TASK DESCRIPTION ->
Find the word "path" in the data. Return every line where it appears.

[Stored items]
----
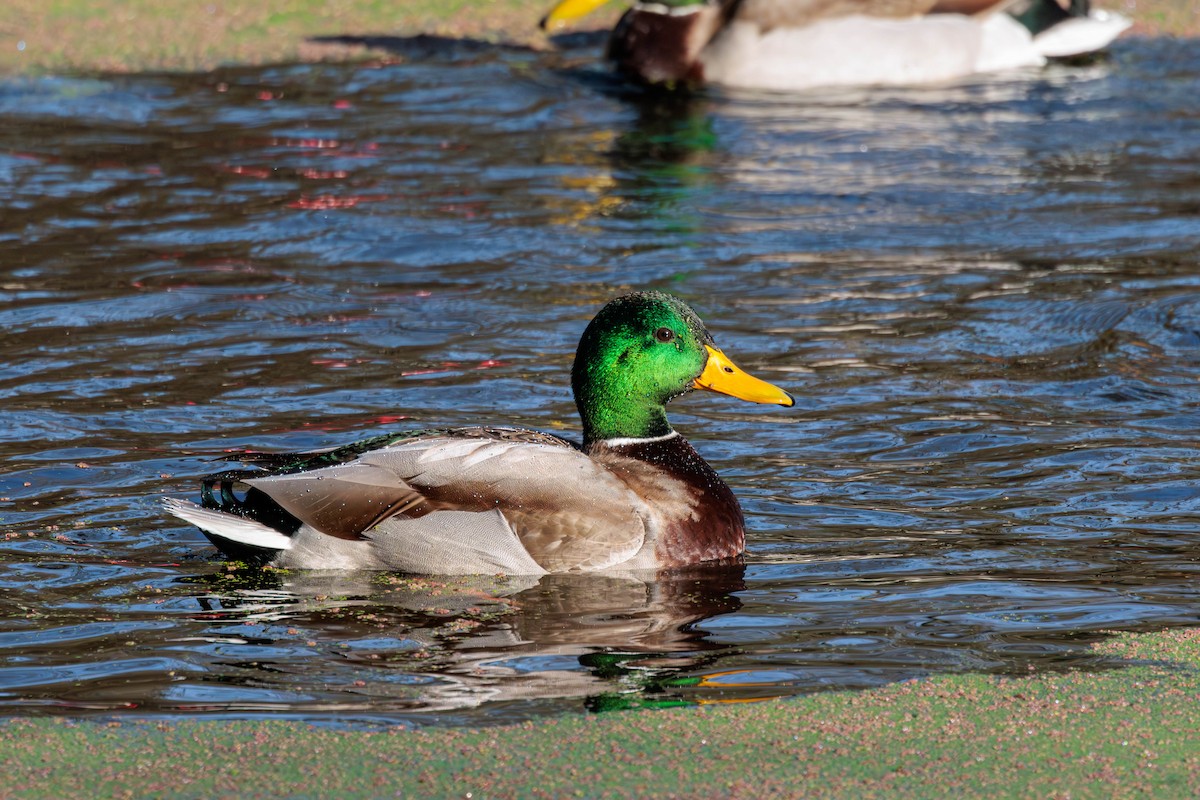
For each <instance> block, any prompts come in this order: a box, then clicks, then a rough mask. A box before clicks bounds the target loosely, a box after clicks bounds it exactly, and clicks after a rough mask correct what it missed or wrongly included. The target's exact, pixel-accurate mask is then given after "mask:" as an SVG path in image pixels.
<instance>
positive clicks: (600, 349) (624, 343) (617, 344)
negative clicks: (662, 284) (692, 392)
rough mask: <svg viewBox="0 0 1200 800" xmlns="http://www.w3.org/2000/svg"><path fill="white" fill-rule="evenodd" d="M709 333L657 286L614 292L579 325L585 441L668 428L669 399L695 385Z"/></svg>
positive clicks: (650, 433)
----
ANSWER BOX ->
For each <instance> block, any prompts come in this order: a box, then clicks, then a rough mask. A box before clicks bounds the target loosely, a box after clicks bounds it exactly, and clicks after a rough mask correct what it missed or wrongly included. The target's exact, pixel-accurate mask is then given after "mask:" as an SVG path in image pixels.
rough mask: <svg viewBox="0 0 1200 800" xmlns="http://www.w3.org/2000/svg"><path fill="white" fill-rule="evenodd" d="M709 333L657 286L614 292L579 325L585 441L668 428L669 399L695 385Z"/></svg>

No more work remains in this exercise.